## Extract
Speech by the Deputy Minister of Tourism, Ms. Makhotso Sotyu at Tourism Transformation Council strategic review workshop
Honourable Programme Director, Chairperson and Members of the Tourism Transformation Council of South Africa, Representatives from the tourism sector, business, labour, and civil society, Distinguished guests, Ladies and Gentlemen,
Good morning,
As South Africa celebrates Africa Month and hosts Africa's Travel Indaba in Durban, we are reminded that tourism is not only about destinations and arrivals. Tourism is fundamentally about people. It is about opportunity. It is about inclusion. And importantly, it is about transformation.
Transformation in tourism cannot simply remain a policy aspiration or a compliance exercise. It must become visible in ownership patterns, procurement systems, management structures, access to markets, and the lived economic realities of communities across our country.
The work of the Tourism Transformation Council of South Africa is therefore critically important.
The Council exists at the intersection of economic inclusion, accountability, and sector development. Your work contributes directly to government’s broader priorities of driving inclusive growth and job creation, reducing poverty, and building a capable, ethical, and developmental state.
It also aligns strongly with the Tourism Growth Partnership Plan, which recognises that sustainable tourism growth must be accompanied by meaningful transformation across the tourism value chain.
Ladies and Gentlemen,
Tourism remains one of the sectors with the greatest potential to create jobs quickly and inclusively. It is labour-intensive, geographically diverse, and deeply connected to communities. But we must also acknowledge honestly that the pace of transformation within parts of the tourism sector remains uneven. Many of the challenges highlighted through the Council’s stakeholder consultations reflect realities that communities and emerging enterprises continue to face daily. These are not simply administrative issues. These are developmental issues. They speak directly to whether tourism is contributing meaningfully to social justice, economic inclusion, and long-term national development. This is why the work of the TTCSA matters.

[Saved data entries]
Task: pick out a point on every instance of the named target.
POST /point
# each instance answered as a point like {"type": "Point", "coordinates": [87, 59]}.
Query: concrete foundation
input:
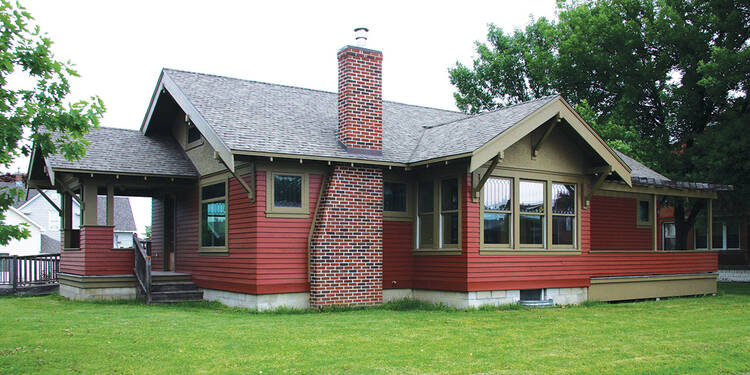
{"type": "Point", "coordinates": [83, 294]}
{"type": "Point", "coordinates": [258, 301]}
{"type": "Point", "coordinates": [462, 300]}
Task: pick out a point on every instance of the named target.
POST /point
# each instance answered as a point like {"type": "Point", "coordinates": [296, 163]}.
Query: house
{"type": "Point", "coordinates": [269, 195]}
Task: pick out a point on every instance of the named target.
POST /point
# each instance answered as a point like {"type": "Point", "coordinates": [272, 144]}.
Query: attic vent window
{"type": "Point", "coordinates": [193, 135]}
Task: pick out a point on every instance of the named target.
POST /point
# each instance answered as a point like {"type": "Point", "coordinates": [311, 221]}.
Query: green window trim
{"type": "Point", "coordinates": [406, 214]}
{"type": "Point", "coordinates": [274, 211]}
{"type": "Point", "coordinates": [435, 215]}
{"type": "Point", "coordinates": [643, 204]}
{"type": "Point", "coordinates": [223, 180]}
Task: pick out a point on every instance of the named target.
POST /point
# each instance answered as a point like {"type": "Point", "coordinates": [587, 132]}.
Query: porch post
{"type": "Point", "coordinates": [655, 218]}
{"type": "Point", "coordinates": [110, 205]}
{"type": "Point", "coordinates": [67, 219]}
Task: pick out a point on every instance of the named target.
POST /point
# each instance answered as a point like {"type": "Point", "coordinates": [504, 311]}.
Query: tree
{"type": "Point", "coordinates": [33, 110]}
{"type": "Point", "coordinates": [649, 75]}
{"type": "Point", "coordinates": [665, 81]}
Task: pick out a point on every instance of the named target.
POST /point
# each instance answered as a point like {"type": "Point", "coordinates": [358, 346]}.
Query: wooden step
{"type": "Point", "coordinates": [176, 296]}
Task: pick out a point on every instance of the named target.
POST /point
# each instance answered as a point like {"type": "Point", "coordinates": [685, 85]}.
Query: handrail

## What to produce
Return, word for word, the part of the tourism transformation speech that opens with the words containing "Transformation in tourism" and closes with "tourism value chain.".

## Correct response
Transformation in tourism cannot simply remain a policy aspiration or a compliance exercise. It must become visible in ownership patterns, procurement systems, management structures, access to markets, and the lived economic realities of communities across our country.
The work of the Tourism Transformation Council of South Africa is therefore critically important.
The Council exists at the intersection of economic inclusion, accountability, and sector development. Your work contributes directly to government’s broader priorities of driving inclusive growth and job creation, reducing poverty, and building a capable, ethical, and developmental state.
It also aligns strongly with the Tourism Growth Partnership Plan, which recognises that sustainable tourism growth must be accompanied by meaningful transformation across the tourism value chain.